◆ OPGAVE ◆
Hoeveel havenstaatcontrole-inspecties voeren de partijen bij het Memorandum van overeenstemming van Parijs volgens de tekst over vlaggenstaat- en havenstaatcontrole gemiddeld per jaar uit?
==== TEKSTFRAGMENT
Daarnaast zal het voorstel de vlaggenstaatadministraties van de lidstaten ondersteunen door:

  • in nog betere monitoring van erkende organisaties (particuliere ondernemingen of entiteiten die namens een vlaggenstaatadministratie technische controletaken op schepen uitvoeren) te voorzien;
  • vereisten vast te stellen voor de digitalisering van inspectierapporten van de vlaggenstaten, waarmee voor beter toezicht en meer uitwisseling van veiligheidsinformatie met andere EU-lidstaten en de Commissie wordt gezorgd;
  • nationale instanties te verplichten voldoende toezicht te houden op hun vloot en zo bij te dragen tot het behouden van essentieel technisch personeel voor het toezicht op en de uitvoering van controles op schepen, ook wanneer die controles aan derden worden uitbesteed.

Er wordt een groep van de lidstaten opgericht om het gezamenlijk begrip van vlaggenstaatkwesties te vergroten en om informatie, standpunten en ervaringen uit te wisselen, waaronder manieren om de wijze waarop de prestaties van de vlaggenstaat worden gemeten te moderniseren. Ten slotte zal de wetgeving voorzien in steun voor capaciteitsopbouw van het Europees Agentschap voor maritieme veiligheid (EMSA) aan inspecteurs van de vlaggenstaten.

Wat is het doel van de richtlijn betreffende havenstaatcontrole?

Havenstaatcontrole is een inspectiesysteem voor buitenlandse commerciële schepen (vracht- of passagiersschepen) in havens. De controles zijn bedoeld om na te gaan of de bekwaamheid van de bemanning en de staat van het schip en de uitrusting daarvan voldoen aan de vereisten van internationale verdragen met betrekking tot de veiligheid van mensenlevens op zee, de werk- en leefomstandigheden aan boord en de bescherming van het mariene milieu. Zij vormen zo een essentieel onderdeel van de maritiemeveiligheidsketen. Havenstaatcontrole is een handhavingsinstrument, en de normen die daarmee worden toegepast, worden op het niveau van de IMO (of in sommige gevallen in specifieke EU-wetgeving) vastgesteld. Na de vlaggenstaatverplichtingen, wordt havenstaatcontrole beschouwd als de tweede verdedigingslinie.

Havenstaatcontrole in de EU is gebaseerd op een intergouvernementele structuur: het Memorandum van overeenstemming van Parijs. Alle 22 EU-lidstaten met zeehavens, alsmede Canada, IJsland, Noorwegen en het Verenigd Koninkrijk, hebben het Memorandum van overeenstemming van Parijs onderschreven. Ook Rusland is partij bij het memorandum, maar zijn lidmaatschap is in mei 2022 naar aanleiding van de Russische aanvalsoorlog tegen Oekraïne opgeschort. Het EMSA werkt nauw samen met de EU en de partijen bij het Memorandum van overeenstemming van Parijs om het havenstaatcontrolesysteem toe te passen. De partijen van het Memorandum van overeenstemming van Parijs voeren gemiddeld 15 000 havenstaatcontrole-inspecties per jaar uit.
========
==== INHOUD DATASET
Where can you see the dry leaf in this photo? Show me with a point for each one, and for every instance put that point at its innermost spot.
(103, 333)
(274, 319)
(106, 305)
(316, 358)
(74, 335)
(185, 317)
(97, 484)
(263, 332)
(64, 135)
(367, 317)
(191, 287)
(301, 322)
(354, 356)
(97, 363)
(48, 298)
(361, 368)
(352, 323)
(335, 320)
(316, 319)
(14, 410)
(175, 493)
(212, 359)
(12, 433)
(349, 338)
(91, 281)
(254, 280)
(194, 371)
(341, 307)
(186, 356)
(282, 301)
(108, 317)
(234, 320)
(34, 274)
========
◆ UITGEWERKTE OPGAVE ◆
Gemiddeld 15 000 per jaar.